» **WHAT TO DO**:
Copy only this range: the line with "Where can you see the curved" through the final line of the material, inclusive at both ends.

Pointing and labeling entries
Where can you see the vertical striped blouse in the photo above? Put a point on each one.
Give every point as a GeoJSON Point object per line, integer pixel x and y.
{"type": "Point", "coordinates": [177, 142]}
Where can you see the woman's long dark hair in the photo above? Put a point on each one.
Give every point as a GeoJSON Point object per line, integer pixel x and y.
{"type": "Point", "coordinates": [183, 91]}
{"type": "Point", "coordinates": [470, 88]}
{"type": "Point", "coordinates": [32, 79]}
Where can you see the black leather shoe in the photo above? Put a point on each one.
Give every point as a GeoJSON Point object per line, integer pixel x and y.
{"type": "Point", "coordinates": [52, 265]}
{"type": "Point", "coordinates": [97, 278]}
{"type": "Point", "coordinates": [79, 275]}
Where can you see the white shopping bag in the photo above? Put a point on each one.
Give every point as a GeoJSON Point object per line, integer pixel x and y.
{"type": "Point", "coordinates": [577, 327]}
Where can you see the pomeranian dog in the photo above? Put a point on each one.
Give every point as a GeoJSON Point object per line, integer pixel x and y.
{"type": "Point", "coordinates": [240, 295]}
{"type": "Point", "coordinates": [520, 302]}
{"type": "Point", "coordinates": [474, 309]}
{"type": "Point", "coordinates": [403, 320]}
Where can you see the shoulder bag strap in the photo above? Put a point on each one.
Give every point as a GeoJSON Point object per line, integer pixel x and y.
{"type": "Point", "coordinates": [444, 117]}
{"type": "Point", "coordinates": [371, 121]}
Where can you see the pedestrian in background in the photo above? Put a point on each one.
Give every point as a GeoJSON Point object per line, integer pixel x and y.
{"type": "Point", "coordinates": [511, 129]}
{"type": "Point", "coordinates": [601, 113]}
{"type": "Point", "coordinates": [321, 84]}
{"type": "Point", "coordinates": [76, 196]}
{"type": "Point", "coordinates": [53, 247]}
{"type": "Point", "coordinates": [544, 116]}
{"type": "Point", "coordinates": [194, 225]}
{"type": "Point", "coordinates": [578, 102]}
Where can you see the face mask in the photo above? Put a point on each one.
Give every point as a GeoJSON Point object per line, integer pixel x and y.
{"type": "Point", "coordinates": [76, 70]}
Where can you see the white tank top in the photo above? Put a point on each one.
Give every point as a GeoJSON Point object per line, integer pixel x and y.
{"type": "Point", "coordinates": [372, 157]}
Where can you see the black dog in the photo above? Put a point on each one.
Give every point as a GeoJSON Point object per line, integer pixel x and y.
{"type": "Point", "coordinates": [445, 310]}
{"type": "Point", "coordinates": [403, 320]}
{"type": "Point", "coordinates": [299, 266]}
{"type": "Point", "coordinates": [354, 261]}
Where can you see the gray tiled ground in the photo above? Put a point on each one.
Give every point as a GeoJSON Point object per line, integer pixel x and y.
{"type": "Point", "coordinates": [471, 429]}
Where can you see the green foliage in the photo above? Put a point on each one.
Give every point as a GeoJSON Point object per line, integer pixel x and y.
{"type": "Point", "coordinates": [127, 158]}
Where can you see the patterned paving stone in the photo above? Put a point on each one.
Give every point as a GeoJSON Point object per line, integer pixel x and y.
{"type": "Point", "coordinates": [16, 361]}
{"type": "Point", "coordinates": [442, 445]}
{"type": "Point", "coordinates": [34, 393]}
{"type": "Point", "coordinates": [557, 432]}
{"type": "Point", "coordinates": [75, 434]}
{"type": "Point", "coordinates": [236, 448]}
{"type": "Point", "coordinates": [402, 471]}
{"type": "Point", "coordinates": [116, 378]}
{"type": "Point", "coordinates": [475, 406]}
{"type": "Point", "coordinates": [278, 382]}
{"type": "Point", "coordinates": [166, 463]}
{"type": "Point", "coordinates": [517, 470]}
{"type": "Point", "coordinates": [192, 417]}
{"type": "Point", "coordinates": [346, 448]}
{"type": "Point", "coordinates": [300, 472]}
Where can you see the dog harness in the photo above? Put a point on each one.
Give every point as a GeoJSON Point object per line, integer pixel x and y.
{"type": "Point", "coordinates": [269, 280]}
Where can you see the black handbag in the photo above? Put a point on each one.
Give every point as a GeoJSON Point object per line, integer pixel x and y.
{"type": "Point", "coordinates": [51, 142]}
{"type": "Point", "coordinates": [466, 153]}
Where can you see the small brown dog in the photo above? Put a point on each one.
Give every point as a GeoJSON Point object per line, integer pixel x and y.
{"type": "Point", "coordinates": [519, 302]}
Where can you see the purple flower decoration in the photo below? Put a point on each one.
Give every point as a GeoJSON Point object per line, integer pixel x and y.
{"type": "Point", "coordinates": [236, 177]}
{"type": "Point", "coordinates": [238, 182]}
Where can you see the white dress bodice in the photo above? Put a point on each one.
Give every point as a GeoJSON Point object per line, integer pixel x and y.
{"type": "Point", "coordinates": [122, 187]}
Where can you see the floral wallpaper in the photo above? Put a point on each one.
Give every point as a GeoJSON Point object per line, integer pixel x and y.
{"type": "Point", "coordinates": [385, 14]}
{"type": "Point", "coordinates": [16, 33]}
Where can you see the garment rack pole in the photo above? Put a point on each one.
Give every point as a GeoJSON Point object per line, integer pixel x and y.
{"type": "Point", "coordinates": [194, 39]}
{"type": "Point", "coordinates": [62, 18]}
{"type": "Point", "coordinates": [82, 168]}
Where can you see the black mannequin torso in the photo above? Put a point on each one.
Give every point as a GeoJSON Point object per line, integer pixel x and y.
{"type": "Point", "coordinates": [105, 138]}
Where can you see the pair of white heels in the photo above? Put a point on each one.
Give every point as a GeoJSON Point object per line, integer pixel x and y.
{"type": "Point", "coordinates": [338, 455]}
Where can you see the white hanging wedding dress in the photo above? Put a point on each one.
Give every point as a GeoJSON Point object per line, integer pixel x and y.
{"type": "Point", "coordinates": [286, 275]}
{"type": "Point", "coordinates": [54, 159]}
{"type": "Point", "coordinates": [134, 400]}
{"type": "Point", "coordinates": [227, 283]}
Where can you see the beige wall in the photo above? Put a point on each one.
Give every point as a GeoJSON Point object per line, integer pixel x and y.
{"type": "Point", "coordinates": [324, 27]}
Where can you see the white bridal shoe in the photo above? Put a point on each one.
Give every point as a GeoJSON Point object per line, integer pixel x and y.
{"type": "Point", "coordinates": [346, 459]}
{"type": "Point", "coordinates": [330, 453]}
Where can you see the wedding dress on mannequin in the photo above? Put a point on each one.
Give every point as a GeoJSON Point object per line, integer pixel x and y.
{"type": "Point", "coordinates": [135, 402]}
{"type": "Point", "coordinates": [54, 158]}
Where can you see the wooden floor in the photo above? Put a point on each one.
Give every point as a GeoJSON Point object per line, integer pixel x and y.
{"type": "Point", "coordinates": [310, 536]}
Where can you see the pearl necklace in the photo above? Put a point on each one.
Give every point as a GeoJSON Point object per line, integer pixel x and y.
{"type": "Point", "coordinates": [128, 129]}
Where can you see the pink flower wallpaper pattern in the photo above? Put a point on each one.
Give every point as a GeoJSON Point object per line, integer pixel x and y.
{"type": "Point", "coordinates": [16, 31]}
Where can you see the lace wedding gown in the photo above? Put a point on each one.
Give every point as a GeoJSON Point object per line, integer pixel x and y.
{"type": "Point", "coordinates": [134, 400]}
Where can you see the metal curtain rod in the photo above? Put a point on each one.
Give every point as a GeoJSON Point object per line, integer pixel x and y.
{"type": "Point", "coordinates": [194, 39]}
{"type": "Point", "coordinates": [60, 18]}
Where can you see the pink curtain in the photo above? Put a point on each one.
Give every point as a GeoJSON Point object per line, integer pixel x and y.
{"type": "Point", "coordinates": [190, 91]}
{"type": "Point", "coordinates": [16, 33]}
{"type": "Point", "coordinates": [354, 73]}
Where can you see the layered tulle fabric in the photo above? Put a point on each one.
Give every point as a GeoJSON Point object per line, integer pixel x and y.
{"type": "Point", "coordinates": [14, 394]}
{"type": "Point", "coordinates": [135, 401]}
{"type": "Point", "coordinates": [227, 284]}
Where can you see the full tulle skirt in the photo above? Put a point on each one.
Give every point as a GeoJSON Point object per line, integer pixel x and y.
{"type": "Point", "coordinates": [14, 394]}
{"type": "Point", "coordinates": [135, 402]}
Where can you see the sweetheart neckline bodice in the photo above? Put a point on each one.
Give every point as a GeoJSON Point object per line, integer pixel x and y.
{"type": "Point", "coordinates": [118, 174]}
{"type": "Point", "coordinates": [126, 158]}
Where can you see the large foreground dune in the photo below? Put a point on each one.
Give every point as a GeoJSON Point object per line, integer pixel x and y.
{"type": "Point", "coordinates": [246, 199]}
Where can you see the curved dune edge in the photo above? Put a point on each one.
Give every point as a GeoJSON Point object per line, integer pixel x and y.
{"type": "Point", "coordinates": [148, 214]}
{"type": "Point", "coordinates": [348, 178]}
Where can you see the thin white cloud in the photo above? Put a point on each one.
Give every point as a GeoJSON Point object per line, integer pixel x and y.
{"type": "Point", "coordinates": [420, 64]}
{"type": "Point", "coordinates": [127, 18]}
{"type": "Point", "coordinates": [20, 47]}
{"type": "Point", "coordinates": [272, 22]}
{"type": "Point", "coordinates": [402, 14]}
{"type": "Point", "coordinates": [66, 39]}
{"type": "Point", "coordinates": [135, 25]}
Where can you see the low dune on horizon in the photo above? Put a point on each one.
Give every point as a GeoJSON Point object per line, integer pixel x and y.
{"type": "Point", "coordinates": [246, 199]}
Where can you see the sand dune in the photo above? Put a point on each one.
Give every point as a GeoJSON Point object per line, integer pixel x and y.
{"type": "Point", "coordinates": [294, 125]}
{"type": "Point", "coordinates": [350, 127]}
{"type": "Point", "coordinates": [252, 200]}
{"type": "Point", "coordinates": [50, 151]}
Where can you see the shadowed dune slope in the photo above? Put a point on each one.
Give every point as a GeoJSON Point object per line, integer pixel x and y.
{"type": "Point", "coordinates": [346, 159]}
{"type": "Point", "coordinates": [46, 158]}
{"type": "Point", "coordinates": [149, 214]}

» **SOLUTION TO THE EXERCISE**:
Where can you see the curved dune edge in the photo above? Put a point on each one.
Give every point as a GeoJSON Point object per line, integer pixel x and y.
{"type": "Point", "coordinates": [148, 214]}
{"type": "Point", "coordinates": [348, 178]}
Where can you see the thin white cloud in the photo above? Put a point on each one.
Give every point as a GeoJSON Point object per line, integer pixel x and y.
{"type": "Point", "coordinates": [420, 64]}
{"type": "Point", "coordinates": [127, 18]}
{"type": "Point", "coordinates": [20, 47]}
{"type": "Point", "coordinates": [272, 22]}
{"type": "Point", "coordinates": [402, 14]}
{"type": "Point", "coordinates": [66, 39]}
{"type": "Point", "coordinates": [135, 25]}
Where can you see the low dune on horizon in the photo above? Put a point on each one.
Give every point as a GeoJSON Point object per line, integer pixel x and y.
{"type": "Point", "coordinates": [246, 199]}
Where can you see the sand dune in the photo above? Put a point on each one.
Give every point as a GeoJSON Point object per line, integer pixel x and y.
{"type": "Point", "coordinates": [294, 125]}
{"type": "Point", "coordinates": [350, 127]}
{"type": "Point", "coordinates": [252, 200]}
{"type": "Point", "coordinates": [50, 151]}
Where can you see the shadowed dune slope in the photo above? Put a point on each one.
Give every point as a GeoJSON Point object per line, integer pixel x and y.
{"type": "Point", "coordinates": [346, 159]}
{"type": "Point", "coordinates": [46, 158]}
{"type": "Point", "coordinates": [149, 214]}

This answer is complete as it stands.